- WORK ITEM A -
In the passage about working from home during lockdown, quote everything from "It wasn’t this" down to "didn’t have children.".
- WORK ITEM B -
In the passage about working from home during lockdown, what happened to the writer's husband's job?
- WORK ITEM C -
Pick up the passage about working from home during lockdown right after its final sentence and keep writing.

Start of EXERCISE PASSAGE

It’s been 6 months since the UK March lockdown, and our home has been my place for work since then. The study is now invaded by textbooks and papers that used to be in my university office and smells like an old library, but I find it rather a relaxing place to work now as my two young children have returned to school and nursery.
It wasn’t this peaceful back in March and April. My husband and I struggled with the juggling act of work and childcare, and often worked at nights and weekends to catch up. Days seemed to merge into each other to this “never-ending shift” and we had little to look forward to (two cancelled holidays). It was tough physically and mentally, but we tried to stay positive, it was indeed a rare opportunity to spend so much time together as a family. Yet, sometimes we couldn’t help but wondered if life would be easier if we didn’t have children.
Then there were very much mixed feelings when my husband was put on furlough. He took over everything to do with the kids during the day, so that I could focus on my work. For my children, their daddy had become the teacher, the chef and entertainer. Unlike suggested in some studies, that women in academia tended to be the one who took on more childcare related responsibilities in the pandemic, I was fortunate and grateful to have the support from my husband. For me, the hyphen in “work-life balance” was regained to some extent. But there were also many sleepless nights as we worried about his job and our financial stability.

End of EXERCISE PASSAGE
Start of DATASET RECORDS

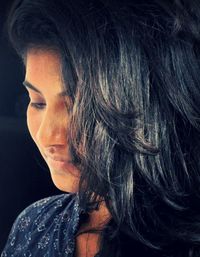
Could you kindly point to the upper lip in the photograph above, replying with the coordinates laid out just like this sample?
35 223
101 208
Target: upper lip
57 158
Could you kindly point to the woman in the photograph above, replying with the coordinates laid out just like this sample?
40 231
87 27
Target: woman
114 110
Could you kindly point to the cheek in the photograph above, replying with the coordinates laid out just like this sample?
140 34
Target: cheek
33 122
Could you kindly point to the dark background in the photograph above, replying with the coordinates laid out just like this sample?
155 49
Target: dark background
24 177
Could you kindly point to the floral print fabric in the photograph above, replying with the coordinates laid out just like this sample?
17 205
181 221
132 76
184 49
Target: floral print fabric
46 228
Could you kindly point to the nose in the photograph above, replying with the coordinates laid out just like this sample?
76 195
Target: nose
53 129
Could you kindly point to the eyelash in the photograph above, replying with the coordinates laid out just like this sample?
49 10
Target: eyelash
38 106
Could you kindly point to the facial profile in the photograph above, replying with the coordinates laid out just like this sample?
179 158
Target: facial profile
48 118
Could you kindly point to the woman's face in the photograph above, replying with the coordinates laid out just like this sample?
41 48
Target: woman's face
47 116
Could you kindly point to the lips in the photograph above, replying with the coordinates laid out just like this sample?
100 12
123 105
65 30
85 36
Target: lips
57 163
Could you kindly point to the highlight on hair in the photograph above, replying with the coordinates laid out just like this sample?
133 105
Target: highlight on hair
132 71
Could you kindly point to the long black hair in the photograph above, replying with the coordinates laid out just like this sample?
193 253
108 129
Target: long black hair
132 71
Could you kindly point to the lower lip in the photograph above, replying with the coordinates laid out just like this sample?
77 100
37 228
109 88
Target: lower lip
58 165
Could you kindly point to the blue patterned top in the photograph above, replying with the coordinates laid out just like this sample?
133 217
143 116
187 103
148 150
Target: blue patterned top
46 228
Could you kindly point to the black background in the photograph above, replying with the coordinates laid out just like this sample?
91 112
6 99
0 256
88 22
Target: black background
24 177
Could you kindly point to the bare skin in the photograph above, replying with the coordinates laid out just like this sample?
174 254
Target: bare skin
47 120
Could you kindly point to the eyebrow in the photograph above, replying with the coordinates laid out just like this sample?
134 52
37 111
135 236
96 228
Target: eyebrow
27 84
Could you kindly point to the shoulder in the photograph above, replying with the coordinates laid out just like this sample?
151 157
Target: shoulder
37 226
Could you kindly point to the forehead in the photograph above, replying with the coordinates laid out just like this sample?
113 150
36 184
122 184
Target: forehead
38 61
43 70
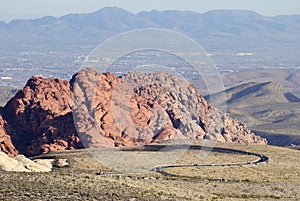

End of DATASET RECORDS

- ANSWER A -
It wasn’t this peaceful back in March and April. My husband and I struggled with the juggling act of work and childcare, and often worked at nights and weekends to catch up. Days seemed to merge into each other to this “never-ending shift” and we had little to look forward to (two cancelled holidays). It was tough physically and mentally, but we tried to stay positive, it was indeed a rare opportunity to spend so much time together as a family. Yet, sometimes we couldn’t help but wondered if life would be easier if we didn’t have children.

- ANSWER B -
He was put on furlough.

- ANSWER C -
The summer has come and gone so quickly. With work being dominated by the preparation for the new term and implementing changes, I decided to take some annual leave to do research. I am glad that we have the technologies that enables us to communicate and interact, sometimes I feel that the pandemic has brought colleagues closer, other times I do miss the real human interaction.
With the school and nursery reopening, we finally felt some level of normality. However new challenges emerged. My husband was called back to work a lot earlier than we thought (which is great), we had to sort out childcare fairly quickly. Fortunately nursery at the university was able to accommodate our last minute request. We needed to work out the logistics with reduced opening hours in nursery and afterschool care, which involves extra commuting time for me or a day at work without a lunch break for my husband; we still yet need to sort out school holiday childcare as our usual holiday clubs are either not running or can’t quite decide whether to run or not. On the bright side, the university was flexible, and allowed me to change tutorial sessions to accommodate my childcare situation. I can do more school runs, I spend more time with my 7 years old son. I am grateful that he can spend an hour or two doing school work while I work from home. It is our special time together in the study after school, and I truly treasure it. I do feel more productive in this new but balanced work-life situation.
The last six months feel like a process of constant adjusting and readjusting, many of our “identities and conflicting priorities overlap in waves” as Boncori put it. But this reflection is not a moan about how hard things have been, rather it’s an opportunity to reflect on the dynamics of the different people working and living in our communities. I know I am very fortunate compared to others, our children copied relatively well during the difficult times; we have a garden; they also had each other; despite the uncertainties we still have jobs; we still have interactions with other people; and we are managing our jobs. My experiences underscore how hard it must have been for others: the single parents, children who have special needs, those who have no interactions with others, those who have lost their jobs or businesses……the list can go on.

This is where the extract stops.